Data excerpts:
------------------------

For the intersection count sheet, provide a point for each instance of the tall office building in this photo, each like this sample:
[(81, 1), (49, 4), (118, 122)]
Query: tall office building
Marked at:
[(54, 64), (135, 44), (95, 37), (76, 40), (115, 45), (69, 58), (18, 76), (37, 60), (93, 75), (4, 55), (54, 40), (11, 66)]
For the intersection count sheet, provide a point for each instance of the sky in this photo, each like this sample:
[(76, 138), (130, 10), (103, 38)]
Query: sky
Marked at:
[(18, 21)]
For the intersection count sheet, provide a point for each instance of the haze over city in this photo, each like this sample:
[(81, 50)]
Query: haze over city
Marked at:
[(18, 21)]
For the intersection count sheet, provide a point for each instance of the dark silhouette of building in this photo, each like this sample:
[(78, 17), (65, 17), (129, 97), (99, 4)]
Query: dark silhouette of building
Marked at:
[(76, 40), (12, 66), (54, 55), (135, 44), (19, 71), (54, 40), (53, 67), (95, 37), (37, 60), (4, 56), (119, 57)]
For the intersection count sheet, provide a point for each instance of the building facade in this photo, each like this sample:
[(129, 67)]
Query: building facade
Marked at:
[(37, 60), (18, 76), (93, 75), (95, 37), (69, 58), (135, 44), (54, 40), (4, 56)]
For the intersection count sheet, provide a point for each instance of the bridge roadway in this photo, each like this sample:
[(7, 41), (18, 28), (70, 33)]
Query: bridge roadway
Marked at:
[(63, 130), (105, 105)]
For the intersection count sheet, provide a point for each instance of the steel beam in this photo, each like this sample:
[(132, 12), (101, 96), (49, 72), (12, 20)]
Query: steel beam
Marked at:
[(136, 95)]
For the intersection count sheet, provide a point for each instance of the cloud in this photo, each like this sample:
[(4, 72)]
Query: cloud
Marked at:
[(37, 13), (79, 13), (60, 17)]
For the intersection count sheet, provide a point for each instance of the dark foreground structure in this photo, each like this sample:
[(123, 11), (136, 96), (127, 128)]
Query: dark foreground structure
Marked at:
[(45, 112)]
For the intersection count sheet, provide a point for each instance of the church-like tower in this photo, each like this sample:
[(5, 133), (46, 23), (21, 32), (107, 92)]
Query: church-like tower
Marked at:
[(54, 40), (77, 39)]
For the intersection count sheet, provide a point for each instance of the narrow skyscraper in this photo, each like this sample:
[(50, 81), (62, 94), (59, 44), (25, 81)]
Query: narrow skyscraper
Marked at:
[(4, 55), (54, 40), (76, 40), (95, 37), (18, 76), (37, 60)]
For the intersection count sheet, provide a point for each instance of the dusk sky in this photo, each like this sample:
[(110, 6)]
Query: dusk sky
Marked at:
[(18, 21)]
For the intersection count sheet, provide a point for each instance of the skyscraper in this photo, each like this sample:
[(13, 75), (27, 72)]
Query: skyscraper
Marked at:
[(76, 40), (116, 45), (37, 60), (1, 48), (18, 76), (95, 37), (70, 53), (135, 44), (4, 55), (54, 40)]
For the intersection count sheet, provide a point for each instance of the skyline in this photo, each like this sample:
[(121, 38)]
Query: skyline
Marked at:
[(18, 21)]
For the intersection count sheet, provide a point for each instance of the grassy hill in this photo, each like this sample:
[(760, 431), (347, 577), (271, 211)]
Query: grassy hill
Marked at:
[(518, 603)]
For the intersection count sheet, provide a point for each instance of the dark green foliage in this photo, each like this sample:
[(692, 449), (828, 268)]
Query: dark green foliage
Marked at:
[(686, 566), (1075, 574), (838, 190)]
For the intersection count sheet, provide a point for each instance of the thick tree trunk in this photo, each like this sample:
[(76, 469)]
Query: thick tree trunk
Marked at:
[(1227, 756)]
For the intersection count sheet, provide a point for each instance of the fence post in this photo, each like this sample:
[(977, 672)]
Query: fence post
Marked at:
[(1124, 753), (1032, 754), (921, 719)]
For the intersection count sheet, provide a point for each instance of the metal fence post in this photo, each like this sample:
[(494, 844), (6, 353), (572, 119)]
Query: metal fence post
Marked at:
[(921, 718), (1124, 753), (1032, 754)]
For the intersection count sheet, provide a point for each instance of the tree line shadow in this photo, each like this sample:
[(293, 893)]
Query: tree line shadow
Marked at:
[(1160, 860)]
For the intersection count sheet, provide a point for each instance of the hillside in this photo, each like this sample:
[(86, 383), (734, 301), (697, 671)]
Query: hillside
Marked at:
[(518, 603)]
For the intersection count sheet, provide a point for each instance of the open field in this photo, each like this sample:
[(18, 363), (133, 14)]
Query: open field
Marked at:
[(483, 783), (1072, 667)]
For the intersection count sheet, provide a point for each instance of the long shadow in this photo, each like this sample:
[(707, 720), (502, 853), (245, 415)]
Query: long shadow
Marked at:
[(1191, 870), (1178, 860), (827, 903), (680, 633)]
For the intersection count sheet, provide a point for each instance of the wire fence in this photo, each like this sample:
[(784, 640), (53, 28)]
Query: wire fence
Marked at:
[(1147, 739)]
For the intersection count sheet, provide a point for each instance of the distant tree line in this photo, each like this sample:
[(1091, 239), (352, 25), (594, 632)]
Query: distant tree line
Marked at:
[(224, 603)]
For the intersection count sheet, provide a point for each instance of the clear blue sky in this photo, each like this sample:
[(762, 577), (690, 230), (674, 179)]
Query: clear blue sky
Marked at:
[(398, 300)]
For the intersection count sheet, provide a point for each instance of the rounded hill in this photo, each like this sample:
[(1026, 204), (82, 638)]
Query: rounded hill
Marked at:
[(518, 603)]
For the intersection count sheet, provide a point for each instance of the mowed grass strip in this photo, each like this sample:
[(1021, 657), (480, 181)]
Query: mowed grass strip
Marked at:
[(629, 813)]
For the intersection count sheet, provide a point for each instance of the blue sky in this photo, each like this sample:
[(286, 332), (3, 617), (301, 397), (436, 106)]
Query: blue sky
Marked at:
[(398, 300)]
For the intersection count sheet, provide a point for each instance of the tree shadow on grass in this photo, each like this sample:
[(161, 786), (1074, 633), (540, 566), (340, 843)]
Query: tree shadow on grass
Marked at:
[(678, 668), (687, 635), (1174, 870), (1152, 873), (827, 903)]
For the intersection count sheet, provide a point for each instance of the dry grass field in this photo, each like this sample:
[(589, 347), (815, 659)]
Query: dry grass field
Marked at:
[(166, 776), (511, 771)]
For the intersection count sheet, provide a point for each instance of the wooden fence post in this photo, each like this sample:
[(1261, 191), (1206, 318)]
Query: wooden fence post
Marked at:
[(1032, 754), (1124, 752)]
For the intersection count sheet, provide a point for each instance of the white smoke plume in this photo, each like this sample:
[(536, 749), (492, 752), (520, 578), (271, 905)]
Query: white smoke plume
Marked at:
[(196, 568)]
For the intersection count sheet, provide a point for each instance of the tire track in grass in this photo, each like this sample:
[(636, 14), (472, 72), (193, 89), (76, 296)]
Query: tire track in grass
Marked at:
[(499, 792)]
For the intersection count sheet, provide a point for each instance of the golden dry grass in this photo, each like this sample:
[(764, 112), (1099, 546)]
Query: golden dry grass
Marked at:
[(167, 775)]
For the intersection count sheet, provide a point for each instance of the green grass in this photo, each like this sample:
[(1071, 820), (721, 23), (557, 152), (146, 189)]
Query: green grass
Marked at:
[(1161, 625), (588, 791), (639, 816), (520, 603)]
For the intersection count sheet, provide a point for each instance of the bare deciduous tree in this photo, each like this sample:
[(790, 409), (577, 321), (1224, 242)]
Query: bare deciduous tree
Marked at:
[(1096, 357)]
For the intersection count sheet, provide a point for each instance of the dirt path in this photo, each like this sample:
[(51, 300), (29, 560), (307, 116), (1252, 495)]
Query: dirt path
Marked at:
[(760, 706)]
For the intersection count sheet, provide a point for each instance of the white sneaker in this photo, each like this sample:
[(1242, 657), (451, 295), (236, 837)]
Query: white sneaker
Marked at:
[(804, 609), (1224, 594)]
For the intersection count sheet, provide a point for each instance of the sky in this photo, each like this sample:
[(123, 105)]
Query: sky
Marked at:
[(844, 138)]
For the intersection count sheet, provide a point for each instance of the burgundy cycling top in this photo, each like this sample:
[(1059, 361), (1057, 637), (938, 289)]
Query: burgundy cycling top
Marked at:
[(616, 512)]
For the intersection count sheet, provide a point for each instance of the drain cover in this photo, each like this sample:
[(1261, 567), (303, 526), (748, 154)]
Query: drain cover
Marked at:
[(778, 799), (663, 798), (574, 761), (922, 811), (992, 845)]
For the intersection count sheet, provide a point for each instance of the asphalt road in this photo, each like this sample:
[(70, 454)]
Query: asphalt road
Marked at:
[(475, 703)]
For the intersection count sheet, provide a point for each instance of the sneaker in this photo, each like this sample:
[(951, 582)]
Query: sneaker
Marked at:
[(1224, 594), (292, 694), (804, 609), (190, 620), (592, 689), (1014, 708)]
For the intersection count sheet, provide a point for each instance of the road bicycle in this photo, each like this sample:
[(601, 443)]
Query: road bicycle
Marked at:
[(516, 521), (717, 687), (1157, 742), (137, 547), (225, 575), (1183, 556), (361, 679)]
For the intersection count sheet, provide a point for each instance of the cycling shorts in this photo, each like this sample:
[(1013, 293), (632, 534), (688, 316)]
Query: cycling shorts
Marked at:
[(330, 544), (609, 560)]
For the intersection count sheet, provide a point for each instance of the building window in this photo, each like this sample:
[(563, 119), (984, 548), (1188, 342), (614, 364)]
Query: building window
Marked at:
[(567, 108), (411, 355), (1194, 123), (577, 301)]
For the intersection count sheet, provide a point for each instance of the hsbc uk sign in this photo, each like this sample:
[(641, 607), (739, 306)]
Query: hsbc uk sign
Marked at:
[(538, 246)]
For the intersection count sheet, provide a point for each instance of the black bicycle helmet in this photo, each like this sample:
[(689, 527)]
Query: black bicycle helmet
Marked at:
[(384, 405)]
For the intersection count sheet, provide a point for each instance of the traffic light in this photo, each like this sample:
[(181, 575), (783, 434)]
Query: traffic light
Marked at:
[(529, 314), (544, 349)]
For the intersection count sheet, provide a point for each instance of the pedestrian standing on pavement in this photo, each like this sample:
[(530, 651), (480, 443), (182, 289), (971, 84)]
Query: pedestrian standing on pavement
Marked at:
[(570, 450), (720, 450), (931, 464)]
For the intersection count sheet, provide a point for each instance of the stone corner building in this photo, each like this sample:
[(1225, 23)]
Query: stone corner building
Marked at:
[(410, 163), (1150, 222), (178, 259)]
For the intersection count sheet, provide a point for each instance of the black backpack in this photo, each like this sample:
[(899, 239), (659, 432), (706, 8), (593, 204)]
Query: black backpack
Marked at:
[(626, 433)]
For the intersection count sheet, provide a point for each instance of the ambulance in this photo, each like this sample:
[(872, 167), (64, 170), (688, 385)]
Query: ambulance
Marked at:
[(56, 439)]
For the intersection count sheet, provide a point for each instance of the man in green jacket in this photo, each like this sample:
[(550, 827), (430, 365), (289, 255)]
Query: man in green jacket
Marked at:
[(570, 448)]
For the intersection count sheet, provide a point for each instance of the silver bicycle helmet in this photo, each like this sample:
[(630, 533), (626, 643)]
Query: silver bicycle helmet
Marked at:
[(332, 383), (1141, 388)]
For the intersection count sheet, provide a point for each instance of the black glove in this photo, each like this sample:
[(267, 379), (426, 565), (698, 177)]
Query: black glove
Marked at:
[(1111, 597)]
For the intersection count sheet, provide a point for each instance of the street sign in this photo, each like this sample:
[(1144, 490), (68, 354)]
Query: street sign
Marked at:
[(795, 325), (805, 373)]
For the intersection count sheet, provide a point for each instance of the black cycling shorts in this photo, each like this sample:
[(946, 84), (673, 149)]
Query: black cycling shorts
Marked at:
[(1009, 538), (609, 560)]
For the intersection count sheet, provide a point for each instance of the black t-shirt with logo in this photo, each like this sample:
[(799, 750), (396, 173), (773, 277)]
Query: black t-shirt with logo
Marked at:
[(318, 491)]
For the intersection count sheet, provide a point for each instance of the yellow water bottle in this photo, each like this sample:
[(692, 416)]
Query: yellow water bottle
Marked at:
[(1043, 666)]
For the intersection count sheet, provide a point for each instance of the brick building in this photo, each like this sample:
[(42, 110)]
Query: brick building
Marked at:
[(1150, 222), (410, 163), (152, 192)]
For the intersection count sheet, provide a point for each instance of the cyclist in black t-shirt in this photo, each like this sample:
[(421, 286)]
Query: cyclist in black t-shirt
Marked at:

------------------------

**ASSIGNED TASK:** Please give the number of lines in the entries above that hold "beam", with no other text.

**SOLUTION TO THE PROBLEM:** 2